[TEXTE AFFICHÉ]:
Ce n’est, si l’on veut, qu’un incident. Le malheur est que depuis quelque temps les incidens se pressent dans les affaires politiques et ministérielles de l’Espagne. Tantôt, comme on l’a vu aux derniers jours de la session, c’est le ministre de la guerre, le général Cassola, rencontrant la plus vive résistance au sujet de ses projets de réforme militaire et frappant de révocation en plein sénat un de ses directeurs, considéré dans l’armée, le général Primo de Rivera. Tantôt c’est la malencontreuse aventure du général Salamanca et sa querelle avec le ministre d’outre-mer, M. Balaguer. Le plus souvent, ce sont des conflits à peine déguisés, toujours prêts à renaître, entre les membres du cabinet qui représentent des opinions différentes. On va ainsi, et le secret de tous ces incidens, c’est que le ministère, divisé lui-même, placé en face des divisions de sa majorité, est réduit à flotter entre toutes ces directions sans rien prévoir, à paraître souvent se contredire. Le voyage de la reine dans les provinces basques est sans doute pour le moment une diversion heureuse, et le président du conseil y a trouvé une occasion favorable pour laisser aller les choses avec sa nonchalance un peu fataliste. Il faudra pourtant se décider, et c’est là justement ce qu’il y a de délicat pour M. Sagasta, qui est au pouvoir depuis près de deux ans, qui, après avoir épuisé tous les expédiens ministériels, semble bien près d’être au bout de sa diplomatie. Placé entre les constitutionnels modérés représentés par M. Alonso Martinez, par le général Martinez-Campos, et les libéraux plus avancés, dont le ministre des affaires étrangères, M. Moret, est un des chefs, M. Sagasta a mis jusqu’ici son art à tout concilier. Il a réussi à vivre, non à se faire une majorité bien sûre ni même à maintenir l’unité dans son cabinet, éprouvé par de perpétuels conflits intimes. Il ne peut songer à se présenter de nouveau devant les chambres avec le cabinet tel qu’il est, et la difficulté pour lui est de faire un choix sans s’aliéner les modérés constitutionnels ou les libéraux démocrates.

[DONNÉES FOURNIES]:

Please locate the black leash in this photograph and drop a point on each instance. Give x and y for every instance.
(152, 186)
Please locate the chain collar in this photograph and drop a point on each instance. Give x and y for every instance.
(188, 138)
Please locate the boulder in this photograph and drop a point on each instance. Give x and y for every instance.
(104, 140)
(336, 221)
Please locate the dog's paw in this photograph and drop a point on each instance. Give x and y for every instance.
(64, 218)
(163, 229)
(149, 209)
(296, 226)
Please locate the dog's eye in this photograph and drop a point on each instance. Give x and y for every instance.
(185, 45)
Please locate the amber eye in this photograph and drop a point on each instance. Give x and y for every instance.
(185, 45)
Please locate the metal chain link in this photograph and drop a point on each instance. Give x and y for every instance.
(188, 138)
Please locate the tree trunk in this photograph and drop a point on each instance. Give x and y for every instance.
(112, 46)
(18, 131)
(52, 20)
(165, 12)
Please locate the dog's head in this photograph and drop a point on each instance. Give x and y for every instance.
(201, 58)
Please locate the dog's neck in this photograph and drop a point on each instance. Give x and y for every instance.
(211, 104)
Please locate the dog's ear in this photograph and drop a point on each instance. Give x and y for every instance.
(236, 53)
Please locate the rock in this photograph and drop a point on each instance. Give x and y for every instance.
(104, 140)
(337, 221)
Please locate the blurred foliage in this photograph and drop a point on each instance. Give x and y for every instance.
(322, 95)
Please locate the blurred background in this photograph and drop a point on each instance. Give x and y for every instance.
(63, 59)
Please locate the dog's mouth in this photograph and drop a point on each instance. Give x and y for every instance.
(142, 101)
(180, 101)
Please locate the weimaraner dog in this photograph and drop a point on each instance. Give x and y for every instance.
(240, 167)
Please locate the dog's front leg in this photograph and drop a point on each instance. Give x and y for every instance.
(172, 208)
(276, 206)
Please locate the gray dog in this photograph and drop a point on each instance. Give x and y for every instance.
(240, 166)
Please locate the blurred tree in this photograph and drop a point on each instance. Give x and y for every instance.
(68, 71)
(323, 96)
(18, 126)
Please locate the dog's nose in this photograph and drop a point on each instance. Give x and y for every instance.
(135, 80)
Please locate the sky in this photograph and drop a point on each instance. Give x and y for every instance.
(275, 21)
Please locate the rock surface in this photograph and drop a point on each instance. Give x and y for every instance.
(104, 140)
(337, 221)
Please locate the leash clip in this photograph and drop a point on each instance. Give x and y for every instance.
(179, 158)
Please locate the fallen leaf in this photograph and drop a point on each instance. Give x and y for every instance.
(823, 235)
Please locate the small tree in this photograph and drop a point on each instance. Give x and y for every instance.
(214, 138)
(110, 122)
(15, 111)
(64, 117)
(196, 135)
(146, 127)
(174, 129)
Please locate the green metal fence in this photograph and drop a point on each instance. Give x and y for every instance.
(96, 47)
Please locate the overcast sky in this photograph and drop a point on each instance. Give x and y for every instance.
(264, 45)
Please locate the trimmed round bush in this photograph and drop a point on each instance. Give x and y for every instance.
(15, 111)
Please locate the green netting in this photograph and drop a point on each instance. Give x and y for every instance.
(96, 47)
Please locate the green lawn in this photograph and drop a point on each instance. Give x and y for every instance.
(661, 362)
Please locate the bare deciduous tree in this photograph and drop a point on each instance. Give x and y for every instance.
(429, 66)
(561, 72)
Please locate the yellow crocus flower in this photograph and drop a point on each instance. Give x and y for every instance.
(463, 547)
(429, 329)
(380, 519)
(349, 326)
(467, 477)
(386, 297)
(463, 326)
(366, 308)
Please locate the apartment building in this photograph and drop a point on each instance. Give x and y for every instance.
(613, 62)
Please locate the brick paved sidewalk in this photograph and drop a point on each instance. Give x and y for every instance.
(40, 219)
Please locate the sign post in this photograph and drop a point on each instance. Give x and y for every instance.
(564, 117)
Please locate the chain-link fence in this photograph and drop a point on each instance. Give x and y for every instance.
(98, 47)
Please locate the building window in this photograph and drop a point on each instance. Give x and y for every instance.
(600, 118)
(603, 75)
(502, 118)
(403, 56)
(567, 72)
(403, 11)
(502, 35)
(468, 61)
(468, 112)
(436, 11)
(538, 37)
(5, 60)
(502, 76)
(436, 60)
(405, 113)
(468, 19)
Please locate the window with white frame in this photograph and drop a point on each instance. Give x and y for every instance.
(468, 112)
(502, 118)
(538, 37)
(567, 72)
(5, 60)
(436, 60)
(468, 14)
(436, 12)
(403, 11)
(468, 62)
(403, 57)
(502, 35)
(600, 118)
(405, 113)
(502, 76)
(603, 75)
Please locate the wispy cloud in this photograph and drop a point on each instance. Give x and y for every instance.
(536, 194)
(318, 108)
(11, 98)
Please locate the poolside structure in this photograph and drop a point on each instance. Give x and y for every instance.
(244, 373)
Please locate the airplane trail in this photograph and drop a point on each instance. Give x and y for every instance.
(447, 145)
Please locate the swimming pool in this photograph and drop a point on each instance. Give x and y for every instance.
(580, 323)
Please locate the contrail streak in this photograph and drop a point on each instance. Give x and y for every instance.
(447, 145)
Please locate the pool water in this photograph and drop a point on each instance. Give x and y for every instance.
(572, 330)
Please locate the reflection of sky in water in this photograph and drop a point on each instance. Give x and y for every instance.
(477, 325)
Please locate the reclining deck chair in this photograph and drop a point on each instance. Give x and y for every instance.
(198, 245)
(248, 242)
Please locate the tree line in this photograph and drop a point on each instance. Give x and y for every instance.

[TRAVAIL À FAIRE]: Traduisez en anglais cette phrase du texte sur la politique espagnole : « Il a réussi à vivre, non à se faire une majorité bien sûre ni même à maintenir l’unité dans son cabinet, éprouvé par de perpétuels conflits intimes. » Les données ne sont pas nécessaires pour ce travail.

[RÉPONSE COMPLÈTE]: He managed to survive, but not to secure himself a truly reliable majority, nor even to maintain unity in his cabinet, which was strained by constant internal conflicts.